__Text block__.
If the Chinese had cause for concern over the new, democratic regime-change, which had put back the Rajapaksas back in elected power in Colombo, it was understandable. Long back, the Rajapaksas stopped talking about the ‘regime-change’ of 2015, where they lost power and for which they blamed western intervention. Now when they were seeking to distance themselves from Chinese perceptions of ‘outsider interference’ in the internal affairs of Sri Lanka, and how Beijing would not permit it, comes the US decision on Gen Silva.

Clearly, the US decision is a return to the pre-Ranil era in Sri Lankan politics, the last five years of the forgotten and even more forgettable years of the ‘Government of National Unity’ (GNU). The timing of the US decision especially has clearly indicated that the target was not necessarily Gen Silva but the Rajapaksas themselves. That it has ended up becoming the targeting of the Sri Lankan State is what should concern similarly-placed Third World nations.

__Material provided__.
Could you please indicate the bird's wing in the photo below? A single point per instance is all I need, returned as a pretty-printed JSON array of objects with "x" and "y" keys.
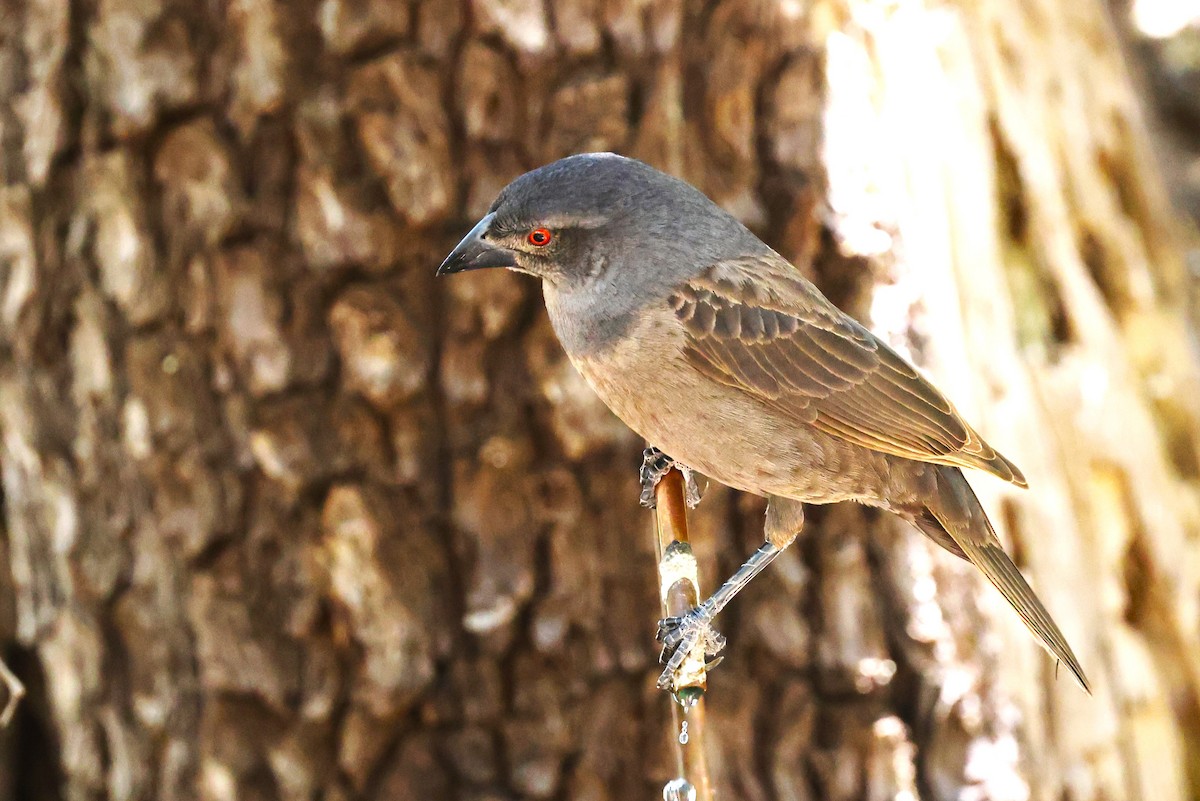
[{"x": 755, "y": 324}]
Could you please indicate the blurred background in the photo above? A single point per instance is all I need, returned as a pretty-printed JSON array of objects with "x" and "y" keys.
[{"x": 286, "y": 519}]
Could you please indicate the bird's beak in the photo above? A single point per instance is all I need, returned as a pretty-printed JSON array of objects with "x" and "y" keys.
[{"x": 475, "y": 253}]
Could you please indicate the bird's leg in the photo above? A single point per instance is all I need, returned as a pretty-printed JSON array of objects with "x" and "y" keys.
[
  {"x": 657, "y": 464},
  {"x": 679, "y": 636}
]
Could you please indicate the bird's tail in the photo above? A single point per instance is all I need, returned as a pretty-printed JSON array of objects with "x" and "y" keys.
[{"x": 955, "y": 521}]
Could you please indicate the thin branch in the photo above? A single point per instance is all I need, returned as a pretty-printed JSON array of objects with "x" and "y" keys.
[
  {"x": 679, "y": 591},
  {"x": 16, "y": 692}
]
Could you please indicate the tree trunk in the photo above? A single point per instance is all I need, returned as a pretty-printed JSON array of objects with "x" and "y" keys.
[{"x": 287, "y": 519}]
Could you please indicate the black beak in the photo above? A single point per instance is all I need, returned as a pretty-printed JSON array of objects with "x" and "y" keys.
[{"x": 477, "y": 253}]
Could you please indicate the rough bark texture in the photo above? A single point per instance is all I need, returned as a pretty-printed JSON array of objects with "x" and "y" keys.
[{"x": 287, "y": 519}]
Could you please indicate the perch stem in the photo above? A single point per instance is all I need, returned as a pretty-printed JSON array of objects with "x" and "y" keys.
[{"x": 679, "y": 592}]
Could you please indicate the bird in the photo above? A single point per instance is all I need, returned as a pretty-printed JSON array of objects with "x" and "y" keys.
[{"x": 718, "y": 351}]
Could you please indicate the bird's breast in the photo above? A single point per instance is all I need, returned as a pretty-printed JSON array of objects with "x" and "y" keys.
[{"x": 726, "y": 434}]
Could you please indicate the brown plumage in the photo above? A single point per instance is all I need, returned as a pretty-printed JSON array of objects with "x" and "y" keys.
[{"x": 717, "y": 350}]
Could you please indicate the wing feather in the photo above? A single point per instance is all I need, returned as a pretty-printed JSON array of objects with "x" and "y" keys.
[{"x": 757, "y": 325}]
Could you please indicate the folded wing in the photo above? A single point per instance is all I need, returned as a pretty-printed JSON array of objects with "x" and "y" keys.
[{"x": 757, "y": 325}]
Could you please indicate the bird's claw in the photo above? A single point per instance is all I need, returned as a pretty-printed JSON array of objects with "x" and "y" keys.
[
  {"x": 684, "y": 634},
  {"x": 657, "y": 464}
]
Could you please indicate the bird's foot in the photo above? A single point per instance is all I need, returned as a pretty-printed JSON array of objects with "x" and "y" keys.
[
  {"x": 657, "y": 464},
  {"x": 687, "y": 634}
]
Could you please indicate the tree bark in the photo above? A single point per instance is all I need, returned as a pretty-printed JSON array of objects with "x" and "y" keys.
[{"x": 287, "y": 519}]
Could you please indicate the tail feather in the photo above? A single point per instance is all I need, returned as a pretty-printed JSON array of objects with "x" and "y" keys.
[{"x": 957, "y": 510}]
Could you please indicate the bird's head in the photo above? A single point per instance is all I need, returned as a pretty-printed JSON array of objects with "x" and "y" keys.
[{"x": 594, "y": 215}]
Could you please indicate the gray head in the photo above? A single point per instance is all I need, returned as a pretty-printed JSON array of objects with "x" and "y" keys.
[{"x": 605, "y": 222}]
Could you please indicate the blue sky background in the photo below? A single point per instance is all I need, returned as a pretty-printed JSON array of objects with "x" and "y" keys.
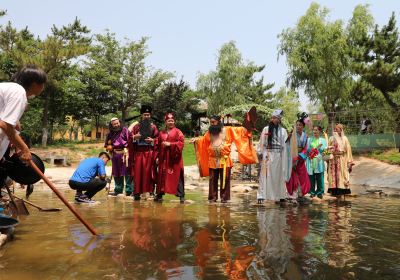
[{"x": 185, "y": 35}]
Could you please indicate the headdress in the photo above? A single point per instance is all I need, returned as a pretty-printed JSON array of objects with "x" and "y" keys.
[{"x": 145, "y": 109}]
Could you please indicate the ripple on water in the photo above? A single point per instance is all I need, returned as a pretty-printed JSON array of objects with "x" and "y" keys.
[{"x": 355, "y": 239}]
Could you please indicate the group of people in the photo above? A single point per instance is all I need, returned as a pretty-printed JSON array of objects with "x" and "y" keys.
[
  {"x": 294, "y": 164},
  {"x": 144, "y": 160},
  {"x": 150, "y": 161}
]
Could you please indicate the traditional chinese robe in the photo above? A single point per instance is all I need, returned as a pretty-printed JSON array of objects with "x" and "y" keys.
[{"x": 170, "y": 163}]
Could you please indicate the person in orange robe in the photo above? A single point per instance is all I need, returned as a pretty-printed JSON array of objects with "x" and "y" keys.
[
  {"x": 170, "y": 163},
  {"x": 213, "y": 155},
  {"x": 143, "y": 154}
]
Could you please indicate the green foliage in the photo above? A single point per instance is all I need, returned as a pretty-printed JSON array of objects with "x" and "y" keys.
[
  {"x": 376, "y": 61},
  {"x": 316, "y": 51},
  {"x": 391, "y": 156},
  {"x": 233, "y": 82}
]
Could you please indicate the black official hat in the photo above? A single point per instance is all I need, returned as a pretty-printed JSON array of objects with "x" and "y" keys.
[{"x": 145, "y": 109}]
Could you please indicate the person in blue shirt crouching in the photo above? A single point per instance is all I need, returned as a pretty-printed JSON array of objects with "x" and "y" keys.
[{"x": 90, "y": 176}]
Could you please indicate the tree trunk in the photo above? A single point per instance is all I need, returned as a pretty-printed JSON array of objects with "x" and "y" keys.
[
  {"x": 124, "y": 115},
  {"x": 97, "y": 118},
  {"x": 45, "y": 120}
]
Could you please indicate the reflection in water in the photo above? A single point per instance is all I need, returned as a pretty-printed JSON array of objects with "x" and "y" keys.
[
  {"x": 281, "y": 236},
  {"x": 213, "y": 246},
  {"x": 156, "y": 241},
  {"x": 146, "y": 240}
]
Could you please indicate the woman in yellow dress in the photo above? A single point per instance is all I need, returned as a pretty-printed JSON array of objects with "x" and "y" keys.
[{"x": 340, "y": 166}]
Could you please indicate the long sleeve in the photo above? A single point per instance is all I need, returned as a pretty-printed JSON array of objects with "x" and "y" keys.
[
  {"x": 261, "y": 143},
  {"x": 177, "y": 146},
  {"x": 244, "y": 144},
  {"x": 201, "y": 149},
  {"x": 349, "y": 154}
]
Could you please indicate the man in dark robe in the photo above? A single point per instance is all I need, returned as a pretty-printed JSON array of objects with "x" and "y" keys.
[
  {"x": 170, "y": 163},
  {"x": 116, "y": 144},
  {"x": 143, "y": 152}
]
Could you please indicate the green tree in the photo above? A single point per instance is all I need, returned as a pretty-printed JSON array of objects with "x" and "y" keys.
[
  {"x": 316, "y": 52},
  {"x": 58, "y": 52},
  {"x": 233, "y": 82},
  {"x": 376, "y": 60}
]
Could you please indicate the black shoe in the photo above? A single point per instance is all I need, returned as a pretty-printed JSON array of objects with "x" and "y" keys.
[
  {"x": 113, "y": 194},
  {"x": 158, "y": 198},
  {"x": 83, "y": 199}
]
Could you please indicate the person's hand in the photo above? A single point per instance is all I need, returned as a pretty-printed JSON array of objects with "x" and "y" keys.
[
  {"x": 166, "y": 144},
  {"x": 25, "y": 155}
]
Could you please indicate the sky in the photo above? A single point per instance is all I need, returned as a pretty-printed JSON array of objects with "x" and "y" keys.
[{"x": 185, "y": 35}]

__Tasks for this exercise__.
[A] In the Sri Lanka commentary, what do the Rajapaksas blame for the 2015 "regime-change" in which they lost power?
[B] Please extract, word for word, the rows from the line containing "Could you please indicate the sky" through the end of the rows.
The Sri Lanka commentary and the rows have no connection to each other.

__Answers below__.
[A] Western intervention.

[B]
Could you please indicate the sky in the photo above? A single point per instance is all I need, returned as a pretty-printed JSON array of objects with "x" and "y" keys.
[{"x": 185, "y": 35}]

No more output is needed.